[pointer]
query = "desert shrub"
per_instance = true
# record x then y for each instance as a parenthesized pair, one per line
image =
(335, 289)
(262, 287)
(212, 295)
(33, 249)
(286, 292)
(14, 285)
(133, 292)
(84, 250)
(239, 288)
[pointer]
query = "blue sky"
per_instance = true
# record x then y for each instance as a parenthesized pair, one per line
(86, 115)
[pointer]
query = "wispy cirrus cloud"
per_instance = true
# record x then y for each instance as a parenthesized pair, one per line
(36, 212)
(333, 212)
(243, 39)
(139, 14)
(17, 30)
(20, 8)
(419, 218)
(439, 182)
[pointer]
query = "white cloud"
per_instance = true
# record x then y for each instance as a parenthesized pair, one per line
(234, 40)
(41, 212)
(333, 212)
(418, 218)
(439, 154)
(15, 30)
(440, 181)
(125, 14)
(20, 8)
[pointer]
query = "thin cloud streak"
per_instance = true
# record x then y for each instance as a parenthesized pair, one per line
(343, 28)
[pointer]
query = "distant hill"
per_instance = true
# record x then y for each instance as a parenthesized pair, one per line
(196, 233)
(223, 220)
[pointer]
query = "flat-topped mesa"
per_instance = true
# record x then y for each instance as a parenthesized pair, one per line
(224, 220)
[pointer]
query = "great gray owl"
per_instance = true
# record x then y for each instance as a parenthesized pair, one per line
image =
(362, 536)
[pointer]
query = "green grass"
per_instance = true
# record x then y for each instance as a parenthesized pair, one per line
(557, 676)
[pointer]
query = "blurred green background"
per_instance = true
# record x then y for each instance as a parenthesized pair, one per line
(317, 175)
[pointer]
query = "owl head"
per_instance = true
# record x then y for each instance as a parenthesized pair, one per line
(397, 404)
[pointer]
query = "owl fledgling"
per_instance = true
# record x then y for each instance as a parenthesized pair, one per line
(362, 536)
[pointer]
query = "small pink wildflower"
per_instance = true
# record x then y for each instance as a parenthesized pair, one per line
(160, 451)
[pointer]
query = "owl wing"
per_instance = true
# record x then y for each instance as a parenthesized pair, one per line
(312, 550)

_ _ _

Your instructions: Would you copy the whole listing exactly?

Task result:
[pointer]
query = "desert shrub"
per_instance = true
# record x then y for each instance as a parenthesized pair, one per line
image =
(335, 289)
(262, 287)
(212, 295)
(33, 249)
(286, 292)
(14, 285)
(133, 292)
(84, 250)
(239, 288)
[pointer]
query = "blue sky"
per_instance = true
# record x then y for each instance as a parenthesized pair, one per line
(86, 115)
[pointer]
query = "wispy cirrus cloud"
per_instance = true
# record x then y for each instance as a parenthesized pair, one per line
(36, 212)
(333, 212)
(243, 39)
(139, 14)
(17, 30)
(20, 8)
(419, 218)
(439, 182)
[pointer]
query = "white cloud"
per_instance = true
# record x then y for each instance as a parenthesized pair, one per line
(234, 40)
(41, 212)
(333, 212)
(418, 218)
(439, 154)
(15, 30)
(440, 181)
(125, 14)
(20, 8)
[pointer]
query = "thin cloud streak"
per_instance = true
# record x then y for each instance as a parenthesized pair, one per line
(343, 28)
[pointer]
query = "distant hill"
per_instance = true
# record x then y for each instance as a parenthesized pair, one per line
(196, 233)
(223, 220)
[pointer]
query = "flat-topped mesa"
per_instance = true
# record x then y for each instance as a parenthesized pair, one per line
(224, 220)
[pointer]
query = "great gray owl"
per_instance = true
# record x then y for each instance as a parenthesized pair, one per line
image =
(362, 536)
[pointer]
query = "green grass"
per_instance = true
# record x then y for each instance as a parenthesized pair, one per line
(557, 676)
[pointer]
query = "blurred green background"
per_instance = true
# record x then y for each instance as a parenthesized pair, one per line
(317, 175)
[pointer]
query = "owl head"
per_instance = true
# record x then y for each instance as a parenthesized pair, one per line
(397, 404)
[pointer]
query = "owl fledgling"
per_instance = true
# record x then y for each instance as a parenthesized pair, one per line
(362, 536)
[pointer]
query = "small pink wildflower"
per_instance = true
# record x then y for each instance as a parenthesized pair, one per line
(160, 451)
[pointer]
query = "owl wing"
per_instance = true
# record x then y for each instance as a parenthesized pair, one per line
(312, 550)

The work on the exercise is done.